The entire listing is to be repeated verbatim.

Provided material |
- - -

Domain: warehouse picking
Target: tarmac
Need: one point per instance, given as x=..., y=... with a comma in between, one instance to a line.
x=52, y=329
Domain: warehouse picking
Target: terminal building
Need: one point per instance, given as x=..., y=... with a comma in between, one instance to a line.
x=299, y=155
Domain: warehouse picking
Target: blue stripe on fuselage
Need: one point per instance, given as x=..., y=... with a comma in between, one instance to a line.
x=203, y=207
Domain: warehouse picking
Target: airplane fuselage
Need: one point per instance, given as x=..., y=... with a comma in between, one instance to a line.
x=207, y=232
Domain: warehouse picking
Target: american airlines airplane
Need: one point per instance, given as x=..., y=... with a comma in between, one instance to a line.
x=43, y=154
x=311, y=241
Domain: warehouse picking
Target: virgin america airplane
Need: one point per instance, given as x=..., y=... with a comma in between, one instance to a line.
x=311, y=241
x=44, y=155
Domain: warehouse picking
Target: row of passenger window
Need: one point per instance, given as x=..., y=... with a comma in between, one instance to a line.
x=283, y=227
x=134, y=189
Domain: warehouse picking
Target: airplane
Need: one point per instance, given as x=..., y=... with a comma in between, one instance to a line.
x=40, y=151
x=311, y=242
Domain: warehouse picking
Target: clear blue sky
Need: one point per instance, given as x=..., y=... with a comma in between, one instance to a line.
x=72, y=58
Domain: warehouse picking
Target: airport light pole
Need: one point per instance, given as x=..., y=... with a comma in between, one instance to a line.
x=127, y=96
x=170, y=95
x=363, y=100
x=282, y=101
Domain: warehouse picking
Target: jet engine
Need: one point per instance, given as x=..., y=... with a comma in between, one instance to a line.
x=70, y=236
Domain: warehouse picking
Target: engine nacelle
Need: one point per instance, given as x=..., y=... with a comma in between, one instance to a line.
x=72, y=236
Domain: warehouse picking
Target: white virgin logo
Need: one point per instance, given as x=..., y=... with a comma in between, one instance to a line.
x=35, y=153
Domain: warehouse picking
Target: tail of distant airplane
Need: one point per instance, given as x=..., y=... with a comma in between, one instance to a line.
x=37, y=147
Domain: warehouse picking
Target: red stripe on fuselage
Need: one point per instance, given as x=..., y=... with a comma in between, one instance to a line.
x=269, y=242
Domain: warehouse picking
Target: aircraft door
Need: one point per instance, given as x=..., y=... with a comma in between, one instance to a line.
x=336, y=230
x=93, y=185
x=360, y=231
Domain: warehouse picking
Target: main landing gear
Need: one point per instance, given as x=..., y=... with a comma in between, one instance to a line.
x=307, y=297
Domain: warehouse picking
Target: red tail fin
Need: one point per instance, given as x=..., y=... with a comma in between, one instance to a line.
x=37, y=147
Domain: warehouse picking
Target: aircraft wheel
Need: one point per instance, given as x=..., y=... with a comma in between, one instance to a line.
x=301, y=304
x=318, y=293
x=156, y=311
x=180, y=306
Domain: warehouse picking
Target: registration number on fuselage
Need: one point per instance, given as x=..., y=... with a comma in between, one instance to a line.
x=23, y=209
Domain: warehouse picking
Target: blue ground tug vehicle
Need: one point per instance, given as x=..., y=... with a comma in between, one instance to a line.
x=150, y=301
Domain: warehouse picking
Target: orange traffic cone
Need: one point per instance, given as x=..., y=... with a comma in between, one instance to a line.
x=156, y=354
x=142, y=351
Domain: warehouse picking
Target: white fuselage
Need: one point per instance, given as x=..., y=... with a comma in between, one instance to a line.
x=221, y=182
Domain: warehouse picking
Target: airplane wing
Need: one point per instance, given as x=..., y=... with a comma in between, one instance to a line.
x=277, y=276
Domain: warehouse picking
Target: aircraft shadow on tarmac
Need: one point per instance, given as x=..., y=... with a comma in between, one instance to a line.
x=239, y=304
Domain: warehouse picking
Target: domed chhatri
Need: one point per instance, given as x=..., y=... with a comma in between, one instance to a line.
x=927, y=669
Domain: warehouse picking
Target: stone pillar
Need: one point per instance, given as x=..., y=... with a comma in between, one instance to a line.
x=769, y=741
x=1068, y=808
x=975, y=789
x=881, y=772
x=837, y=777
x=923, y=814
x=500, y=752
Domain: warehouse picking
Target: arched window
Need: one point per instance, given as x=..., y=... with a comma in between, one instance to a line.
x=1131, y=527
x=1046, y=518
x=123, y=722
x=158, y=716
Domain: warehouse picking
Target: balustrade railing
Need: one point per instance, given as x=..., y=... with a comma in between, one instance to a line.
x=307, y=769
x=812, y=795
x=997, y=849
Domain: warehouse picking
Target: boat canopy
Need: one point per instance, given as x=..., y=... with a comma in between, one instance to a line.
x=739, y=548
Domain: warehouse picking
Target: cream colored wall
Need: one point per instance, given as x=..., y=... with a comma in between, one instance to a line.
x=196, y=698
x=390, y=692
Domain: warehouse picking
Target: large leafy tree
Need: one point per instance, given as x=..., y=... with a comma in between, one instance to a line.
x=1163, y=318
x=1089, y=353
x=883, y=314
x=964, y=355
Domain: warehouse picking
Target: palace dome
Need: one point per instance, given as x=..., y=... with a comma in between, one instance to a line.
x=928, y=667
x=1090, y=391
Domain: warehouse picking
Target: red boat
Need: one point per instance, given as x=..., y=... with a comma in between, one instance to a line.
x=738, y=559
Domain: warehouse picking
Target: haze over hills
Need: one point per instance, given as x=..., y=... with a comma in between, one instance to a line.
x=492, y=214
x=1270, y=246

- - -

Reply to the task |
Domain: warehouse picking
Target: tarmac
Need: one point per instance, given as x=..., y=... with a comma in between, one instance to a line.
x=52, y=329
Domain: warehouse picking
Target: terminal building
Need: one point per instance, given as x=..., y=... with a comma in between, one instance to a line.
x=299, y=155
Domain: warehouse picking
Target: blue stripe on fuselage
Need: one point per instance, given as x=..., y=... with a comma in between, one instance to a line.
x=203, y=207
Domain: warehouse picking
Target: airplane fuselage
Need: one point per instance, given as x=..., y=... with a comma in between, one instance to a line.
x=207, y=232
Domain: warehouse picking
Target: american airlines airplane
Need: one point per instance, given as x=..., y=... with a comma in between, one instance to a line.
x=43, y=154
x=311, y=241
Domain: warehouse picking
Target: virgin america airplane
Need: one point per instance, given as x=..., y=... with a comma in between, one instance to a line.
x=311, y=241
x=44, y=155
Domain: warehouse picking
Target: row of passenger window
Need: one point per instance, given as x=..., y=... with a comma in between, one instance to a line.
x=283, y=227
x=134, y=189
Domain: warehouse picking
Target: airplane
Need: one point per instance, given as x=..., y=... with a comma in between, one instance to a line.
x=40, y=151
x=311, y=242
Domain: warehouse picking
Target: clear blue sky
Need: one point per instance, given as x=..., y=... with a comma in between, one instance to a line.
x=72, y=58
Domain: warehouse picking
Target: airport light pole
Need: one point per instance, given as x=..., y=... with a comma in between, one instance to a line.
x=127, y=96
x=170, y=95
x=363, y=100
x=282, y=101
Domain: warehouse picking
Target: jet engine
Need: one point per instance, given as x=..., y=... with a comma in between, one instance to a line.
x=70, y=236
Domain: warehouse picking
Target: engine nacelle
Need: one point per instance, given as x=..., y=... with a comma in between, one instance to a line.
x=72, y=236
Domain: warehouse picking
Target: white virgin logo
Need: one point per instance, given as x=..., y=... with a comma in between, one instance to a line.
x=35, y=153
Domain: warehouse picking
Target: tail of distant airplane
Need: one point per instance, given as x=..., y=... with a comma in between, one instance to a line.
x=37, y=147
Domain: warehouse picking
Target: red stripe on fuselage
Need: one point per instance, given as x=..., y=... with a comma in between, one instance to a line.
x=269, y=242
Domain: warehouse picking
Target: aircraft door
Need: one point per instance, given as x=..., y=... with a comma in between, one instance to a line.
x=336, y=230
x=93, y=185
x=360, y=231
Domain: warehouse picking
Target: main landing gear
Need: one point per instance, given as x=..., y=... with a comma in between, one instance to a line.
x=307, y=297
Domain: warehouse picking
Target: red tail fin
Need: one point per instance, given as x=..., y=... with a comma in between, one instance to a line.
x=37, y=147
Domain: warehouse picking
Target: aircraft wheel
Need: one point per instance, given as x=..., y=... with a comma in between, one instance to a line.
x=301, y=304
x=318, y=293
x=156, y=311
x=180, y=306
Domain: warehouse picking
Target: registration number on fuselage
Need: one point per instance, given as x=..., y=... with a comma in between, one instance to a line.
x=23, y=209
Domain: warehouse picking
Target: blue ground tug vehicle
Need: one point per instance, given as x=..., y=... with a comma in between, one instance to a line.
x=150, y=301
Domain: warehouse picking
Target: orange traffic cone
Need: one point per instance, given as x=..., y=... with a comma in between, one instance to a line.
x=156, y=354
x=142, y=351
Domain: warehouse picking
Target: white fuselage
Need: one point per instance, given as x=..., y=... with a comma in between, one instance to a line.
x=221, y=182
Domain: warehouse picking
Target: airplane wing
Need: one point per instance, given as x=..., y=... with a comma in between, one instance to a line.
x=277, y=276
Domain: warehouse picking
Target: aircraft shadow on tarmac
Need: one point per instance, given as x=..., y=... with a comma in between, one instance to a line.
x=239, y=304
Domain: warehouse picking
Target: domed chhatri
Need: one point per instance, given as x=..., y=... with a comma in between, one instance to a line.
x=927, y=669
Domain: warehouse picking
Target: stone pillar
Need: one point per instance, given as x=..., y=... with a comma in between, one instance to a line.
x=769, y=741
x=1068, y=808
x=975, y=789
x=881, y=772
x=837, y=777
x=923, y=814
x=500, y=752
Domain: warehouse picking
Target: arched window
Need: one point per instance, given as x=..., y=... with a comma in between, one instance to a line.
x=1131, y=527
x=1046, y=518
x=123, y=722
x=158, y=716
Domain: warehouse picking
Target: balustrade railing
Need: one point per instance, given as x=..., y=... with a comma in between, one instance to a line.
x=307, y=769
x=812, y=795
x=997, y=849
Domain: warehouse picking
Target: boat canopy
Need: one point per instance, given as x=..., y=... with a comma in between, one instance to a line.
x=739, y=548
Domain: warehouse picking
Target: cream colored wall
Need: one point per instance, given as x=..., y=... with a comma in between, one instance to a line.
x=196, y=698
x=390, y=692
Domain: warehouse picking
Target: large leafy tree
Need: one point per instance, given as x=..., y=... with a comma in between, one instance to a line.
x=1163, y=318
x=1089, y=353
x=883, y=314
x=964, y=355
Domain: warehouse picking
Target: palace dome
Need: one point per instance, given as x=..., y=... with a comma in between, one instance to a line.
x=928, y=667
x=1090, y=391
Domain: warehouse picking
Target: red boat
Need: one point per instance, given as x=..., y=... with a comma in between, one instance to a line.
x=738, y=559
Domain: warehouse picking
Target: haze over hills
Need: one point per instance, given as x=..., y=... with a comma in between, one instance to a line.
x=492, y=214
x=1270, y=246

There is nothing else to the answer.